— start DATASET RECORDS —

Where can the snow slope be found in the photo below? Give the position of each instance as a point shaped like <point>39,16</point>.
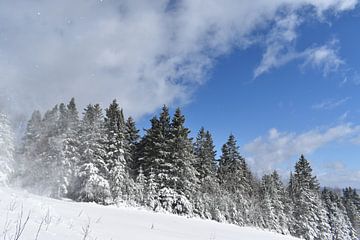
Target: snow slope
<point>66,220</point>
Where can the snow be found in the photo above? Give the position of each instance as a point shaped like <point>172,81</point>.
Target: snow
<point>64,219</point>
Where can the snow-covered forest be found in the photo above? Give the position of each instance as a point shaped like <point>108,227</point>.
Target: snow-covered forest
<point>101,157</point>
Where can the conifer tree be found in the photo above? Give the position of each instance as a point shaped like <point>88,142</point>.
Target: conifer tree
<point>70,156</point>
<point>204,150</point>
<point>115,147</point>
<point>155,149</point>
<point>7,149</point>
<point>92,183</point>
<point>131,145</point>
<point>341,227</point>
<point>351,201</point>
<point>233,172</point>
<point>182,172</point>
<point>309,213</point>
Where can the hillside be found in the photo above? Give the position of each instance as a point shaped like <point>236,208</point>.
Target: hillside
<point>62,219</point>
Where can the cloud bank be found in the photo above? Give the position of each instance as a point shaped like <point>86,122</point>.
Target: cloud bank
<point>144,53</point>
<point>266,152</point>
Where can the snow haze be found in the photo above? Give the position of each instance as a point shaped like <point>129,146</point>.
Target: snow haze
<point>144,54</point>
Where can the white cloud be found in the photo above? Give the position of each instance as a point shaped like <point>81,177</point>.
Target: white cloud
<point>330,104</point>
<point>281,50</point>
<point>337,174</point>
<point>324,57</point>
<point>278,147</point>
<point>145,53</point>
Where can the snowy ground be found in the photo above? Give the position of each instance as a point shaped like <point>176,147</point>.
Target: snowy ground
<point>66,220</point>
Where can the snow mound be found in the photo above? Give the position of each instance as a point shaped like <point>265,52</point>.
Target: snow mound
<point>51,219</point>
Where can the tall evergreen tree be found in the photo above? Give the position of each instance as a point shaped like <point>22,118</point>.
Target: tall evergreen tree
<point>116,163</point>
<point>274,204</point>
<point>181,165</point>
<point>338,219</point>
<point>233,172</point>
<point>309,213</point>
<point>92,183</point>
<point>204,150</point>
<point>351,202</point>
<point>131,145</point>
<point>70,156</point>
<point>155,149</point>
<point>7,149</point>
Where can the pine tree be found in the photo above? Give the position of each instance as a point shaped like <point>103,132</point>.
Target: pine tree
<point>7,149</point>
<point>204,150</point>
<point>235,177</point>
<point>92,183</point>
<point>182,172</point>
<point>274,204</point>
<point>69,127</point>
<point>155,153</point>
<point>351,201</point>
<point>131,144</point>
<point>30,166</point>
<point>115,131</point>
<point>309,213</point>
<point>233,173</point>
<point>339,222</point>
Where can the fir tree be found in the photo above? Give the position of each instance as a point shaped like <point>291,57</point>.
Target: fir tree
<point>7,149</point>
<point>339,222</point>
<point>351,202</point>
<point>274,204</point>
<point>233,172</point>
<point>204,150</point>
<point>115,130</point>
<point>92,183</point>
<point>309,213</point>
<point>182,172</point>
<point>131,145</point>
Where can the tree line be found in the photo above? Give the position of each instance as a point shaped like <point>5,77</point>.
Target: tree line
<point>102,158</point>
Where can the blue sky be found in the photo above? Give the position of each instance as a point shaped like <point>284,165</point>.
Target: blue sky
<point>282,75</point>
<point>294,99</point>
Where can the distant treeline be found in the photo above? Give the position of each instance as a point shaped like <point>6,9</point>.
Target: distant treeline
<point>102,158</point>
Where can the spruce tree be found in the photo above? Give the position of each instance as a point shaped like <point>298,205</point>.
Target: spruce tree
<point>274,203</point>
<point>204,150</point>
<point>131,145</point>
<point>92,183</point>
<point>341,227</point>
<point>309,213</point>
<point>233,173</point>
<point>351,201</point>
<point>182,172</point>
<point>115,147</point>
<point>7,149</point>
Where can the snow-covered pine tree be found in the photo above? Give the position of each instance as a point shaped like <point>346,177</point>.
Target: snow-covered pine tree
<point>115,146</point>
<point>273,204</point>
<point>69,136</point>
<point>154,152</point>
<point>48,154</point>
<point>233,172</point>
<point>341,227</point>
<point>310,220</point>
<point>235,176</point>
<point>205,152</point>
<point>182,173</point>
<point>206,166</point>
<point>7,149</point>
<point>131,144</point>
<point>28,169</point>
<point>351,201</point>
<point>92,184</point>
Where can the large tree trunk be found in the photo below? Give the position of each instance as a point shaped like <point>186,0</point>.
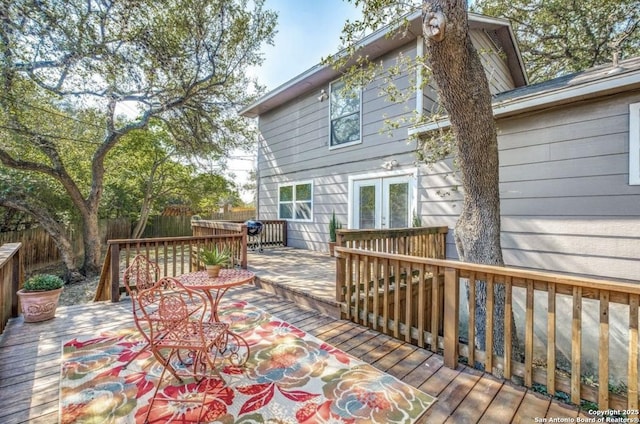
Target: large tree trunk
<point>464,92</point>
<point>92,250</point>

— end DATASET RECORDS —

Edit all of the entries above so that every "photo" becomes "image" and everything else stays the same. Leave the pictures out of your answer.

## RESPONSE TO THE EXERCISE
Where can the snow slope be found in the image below? Give the position of each instance as a point shaped like <point>39,16</point>.
Target: snow slope
<point>66,220</point>
Where can the snow be found in the image above? Give the position of each instance as a point shaped like <point>172,81</point>.
Target: snow
<point>64,219</point>
Where can the snow-covered forest be found in the image above? Give the position of each instance as a point shaped like <point>108,227</point>.
Target: snow-covered forest
<point>101,157</point>
Where can the conifer tree be found in the image above? Give the position of each instance as a point shaped like <point>88,142</point>.
Target: conifer tree
<point>70,156</point>
<point>204,150</point>
<point>115,147</point>
<point>155,149</point>
<point>7,149</point>
<point>92,183</point>
<point>131,145</point>
<point>341,227</point>
<point>351,201</point>
<point>233,172</point>
<point>182,172</point>
<point>309,213</point>
Where can the hillside be found in the image above? Give the position of each instance as a point shaped like <point>236,208</point>.
Target: hillside
<point>62,219</point>
Where can the cloud bank be found in the image above? Give the position of each instance as a point shaped like <point>86,122</point>.
Target: cloud bank
<point>144,53</point>
<point>266,152</point>
Where can the snow haze be found in the image above? Give the position of each instance as a point shaped like <point>129,146</point>.
Target: snow haze
<point>144,54</point>
Where can the white cloud be found in the image above? Give the position of each instance as a point shaped like <point>81,177</point>.
Target: white cloud
<point>330,104</point>
<point>281,50</point>
<point>337,174</point>
<point>324,57</point>
<point>278,147</point>
<point>145,53</point>
Where can the snowy ground be found in the image above? Give the position of each instance as a point shaped like <point>176,147</point>.
Target: snowy ground
<point>66,220</point>
Where can the snow mound be found in the image above? Give the position of each instance as a point shaped like <point>265,52</point>.
Target: snow mound
<point>51,219</point>
Where can the tall evergreen tree be found in the image above? Give the position of each instance as a point shaped like <point>22,118</point>.
Target: tall evergreen tree
<point>116,163</point>
<point>274,204</point>
<point>181,165</point>
<point>338,219</point>
<point>233,172</point>
<point>309,213</point>
<point>92,183</point>
<point>204,150</point>
<point>351,202</point>
<point>131,145</point>
<point>70,156</point>
<point>155,149</point>
<point>7,149</point>
Where can the pine tree be found in the image above? Give the position of each instance as a point shaped like <point>103,132</point>.
Target: pine tree
<point>7,149</point>
<point>204,150</point>
<point>235,177</point>
<point>92,183</point>
<point>182,172</point>
<point>274,204</point>
<point>69,127</point>
<point>155,153</point>
<point>351,201</point>
<point>131,144</point>
<point>30,166</point>
<point>115,131</point>
<point>309,213</point>
<point>233,173</point>
<point>339,222</point>
Where can the fir tree be found in the image above? Give the position of each instance as a point shaped like <point>291,57</point>.
Target: fir tree
<point>7,149</point>
<point>339,222</point>
<point>351,202</point>
<point>274,204</point>
<point>233,172</point>
<point>204,150</point>
<point>115,130</point>
<point>92,183</point>
<point>309,213</point>
<point>182,172</point>
<point>131,145</point>
Where can the tree line be found in the image above? Give the position of each instance as a point shaped like <point>5,77</point>.
Target: tree line
<point>102,158</point>
Where can the blue sky be found in the image above? Give the position of each instance as a point shaped like <point>284,165</point>.
Target: blue sky
<point>282,75</point>
<point>294,99</point>
Where can the distant treeline be found in the image above? Give the position of each instance as a point shaped like <point>6,9</point>.
Target: distant treeline
<point>102,158</point>
Where can the spruce tree be found in the image above? Give the position of each instance as a point shaped like <point>298,205</point>.
Target: spruce tree
<point>274,203</point>
<point>204,150</point>
<point>131,145</point>
<point>92,183</point>
<point>341,227</point>
<point>309,213</point>
<point>233,173</point>
<point>351,201</point>
<point>182,172</point>
<point>115,147</point>
<point>7,149</point>
Where can the snow-covered pine tree be found in the image above? Give the position of each instance as a point shaped like <point>346,177</point>.
Target: snow-covered pine tree
<point>115,146</point>
<point>273,204</point>
<point>69,136</point>
<point>154,152</point>
<point>48,154</point>
<point>233,172</point>
<point>341,227</point>
<point>310,220</point>
<point>235,176</point>
<point>205,152</point>
<point>182,173</point>
<point>206,166</point>
<point>7,149</point>
<point>131,144</point>
<point>28,169</point>
<point>351,201</point>
<point>92,184</point>
Where can the large tree trunk be found in the image below? Give the position of each instance as a point shaped like <point>186,0</point>.
Target: large tree trunk
<point>464,92</point>
<point>92,250</point>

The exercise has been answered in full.